◆ **DATA ENTRIES**:
+++

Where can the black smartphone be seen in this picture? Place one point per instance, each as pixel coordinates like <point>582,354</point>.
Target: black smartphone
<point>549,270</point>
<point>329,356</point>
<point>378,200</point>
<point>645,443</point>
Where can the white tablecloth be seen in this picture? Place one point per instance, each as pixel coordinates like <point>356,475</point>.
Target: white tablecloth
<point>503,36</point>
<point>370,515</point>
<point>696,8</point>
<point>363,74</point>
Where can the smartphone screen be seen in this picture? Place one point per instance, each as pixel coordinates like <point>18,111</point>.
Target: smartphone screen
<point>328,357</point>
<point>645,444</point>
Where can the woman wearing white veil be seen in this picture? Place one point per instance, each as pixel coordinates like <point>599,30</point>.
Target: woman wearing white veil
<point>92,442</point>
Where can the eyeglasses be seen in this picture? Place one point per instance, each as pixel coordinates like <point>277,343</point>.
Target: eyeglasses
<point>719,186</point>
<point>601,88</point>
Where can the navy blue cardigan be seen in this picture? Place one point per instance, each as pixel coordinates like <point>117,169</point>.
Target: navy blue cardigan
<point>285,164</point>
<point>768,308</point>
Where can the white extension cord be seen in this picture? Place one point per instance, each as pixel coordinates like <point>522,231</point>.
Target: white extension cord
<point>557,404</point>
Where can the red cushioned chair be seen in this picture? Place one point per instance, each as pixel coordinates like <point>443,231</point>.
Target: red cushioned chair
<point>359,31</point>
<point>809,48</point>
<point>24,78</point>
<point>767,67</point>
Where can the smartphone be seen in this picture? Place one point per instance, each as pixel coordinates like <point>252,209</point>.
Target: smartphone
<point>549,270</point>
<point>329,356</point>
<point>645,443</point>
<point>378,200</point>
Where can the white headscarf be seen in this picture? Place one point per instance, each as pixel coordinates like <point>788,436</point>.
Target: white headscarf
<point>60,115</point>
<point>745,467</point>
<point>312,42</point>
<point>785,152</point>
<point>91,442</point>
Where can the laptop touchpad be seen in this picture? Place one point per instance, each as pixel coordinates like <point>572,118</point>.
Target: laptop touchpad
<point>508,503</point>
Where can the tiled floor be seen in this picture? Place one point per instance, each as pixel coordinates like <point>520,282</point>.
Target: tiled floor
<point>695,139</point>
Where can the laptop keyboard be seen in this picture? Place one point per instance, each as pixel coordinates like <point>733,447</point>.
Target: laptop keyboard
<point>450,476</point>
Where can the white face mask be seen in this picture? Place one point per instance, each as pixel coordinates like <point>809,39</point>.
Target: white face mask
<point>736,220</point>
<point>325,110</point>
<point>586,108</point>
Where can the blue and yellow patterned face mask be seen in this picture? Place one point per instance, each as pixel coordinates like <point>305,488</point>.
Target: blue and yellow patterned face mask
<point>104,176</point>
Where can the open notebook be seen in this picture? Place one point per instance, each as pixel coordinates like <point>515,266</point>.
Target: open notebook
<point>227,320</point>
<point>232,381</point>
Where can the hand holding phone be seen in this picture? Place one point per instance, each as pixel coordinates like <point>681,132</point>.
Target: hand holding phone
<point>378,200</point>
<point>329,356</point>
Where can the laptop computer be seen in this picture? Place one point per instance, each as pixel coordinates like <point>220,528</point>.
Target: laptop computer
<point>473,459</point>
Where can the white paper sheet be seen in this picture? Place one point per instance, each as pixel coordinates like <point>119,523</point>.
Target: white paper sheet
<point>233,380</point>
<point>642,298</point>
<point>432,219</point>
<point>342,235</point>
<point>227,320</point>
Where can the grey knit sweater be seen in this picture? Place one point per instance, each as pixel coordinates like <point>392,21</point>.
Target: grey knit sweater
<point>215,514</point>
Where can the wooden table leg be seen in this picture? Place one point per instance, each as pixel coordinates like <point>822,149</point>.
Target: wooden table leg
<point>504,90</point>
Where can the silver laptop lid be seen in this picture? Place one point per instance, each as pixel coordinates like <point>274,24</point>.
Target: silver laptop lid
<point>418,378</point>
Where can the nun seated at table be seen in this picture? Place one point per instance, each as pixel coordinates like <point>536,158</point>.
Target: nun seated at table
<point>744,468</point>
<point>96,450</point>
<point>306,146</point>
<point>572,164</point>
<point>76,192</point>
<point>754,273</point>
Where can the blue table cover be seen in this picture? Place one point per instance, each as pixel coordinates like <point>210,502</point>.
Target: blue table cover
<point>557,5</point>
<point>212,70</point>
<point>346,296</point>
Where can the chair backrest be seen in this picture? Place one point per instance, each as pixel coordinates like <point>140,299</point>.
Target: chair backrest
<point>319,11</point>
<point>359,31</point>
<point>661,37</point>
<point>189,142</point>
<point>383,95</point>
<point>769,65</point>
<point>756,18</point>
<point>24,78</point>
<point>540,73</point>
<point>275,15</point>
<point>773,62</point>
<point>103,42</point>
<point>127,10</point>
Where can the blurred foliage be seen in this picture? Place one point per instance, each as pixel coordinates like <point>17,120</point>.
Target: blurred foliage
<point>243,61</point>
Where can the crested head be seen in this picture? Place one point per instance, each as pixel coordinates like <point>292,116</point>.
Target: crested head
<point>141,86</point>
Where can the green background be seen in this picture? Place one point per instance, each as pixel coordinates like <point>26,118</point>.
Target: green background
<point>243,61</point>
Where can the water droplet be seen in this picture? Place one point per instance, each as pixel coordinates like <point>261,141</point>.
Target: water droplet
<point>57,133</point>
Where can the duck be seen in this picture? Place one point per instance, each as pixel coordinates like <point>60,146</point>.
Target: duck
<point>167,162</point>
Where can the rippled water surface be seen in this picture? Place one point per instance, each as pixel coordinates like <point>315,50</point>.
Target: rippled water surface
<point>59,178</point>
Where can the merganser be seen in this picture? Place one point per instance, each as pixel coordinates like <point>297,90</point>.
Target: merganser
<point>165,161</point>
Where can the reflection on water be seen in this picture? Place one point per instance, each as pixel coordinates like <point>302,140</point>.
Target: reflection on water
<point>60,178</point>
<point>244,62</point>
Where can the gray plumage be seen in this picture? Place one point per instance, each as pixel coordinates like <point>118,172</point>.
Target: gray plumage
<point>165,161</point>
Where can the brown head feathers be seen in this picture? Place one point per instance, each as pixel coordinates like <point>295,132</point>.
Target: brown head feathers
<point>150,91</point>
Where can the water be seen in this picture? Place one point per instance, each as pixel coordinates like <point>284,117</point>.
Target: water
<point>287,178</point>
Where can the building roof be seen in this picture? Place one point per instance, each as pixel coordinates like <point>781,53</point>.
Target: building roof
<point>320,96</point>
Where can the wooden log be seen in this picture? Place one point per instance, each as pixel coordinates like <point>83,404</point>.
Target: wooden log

+++

Reproduce the lines of the listing starting at the line containing "Where can the white tablecloth" and ending at the line containing "<point>645,444</point>", requests included, and multiply every point coordinate in the answers by 1.9, rounding to whole numbers with halves rounded up. Leave the numbers in the requests and their format samples as they are.

◆ **THE COMPLETED TASK**:
Where can the white tablecloth be seen in this picture? Place one point per instance, each as pixel coordinates like <point>356,475</point>.
Target: white tablecloth
<point>956,68</point>
<point>703,979</point>
<point>1322,15</point>
<point>690,141</point>
Where can the smartphone screen be seen in this picture? Place one point per instance, each as pixel coordinates like <point>18,111</point>.
Target: smartphone screen
<point>623,678</point>
<point>1226,844</point>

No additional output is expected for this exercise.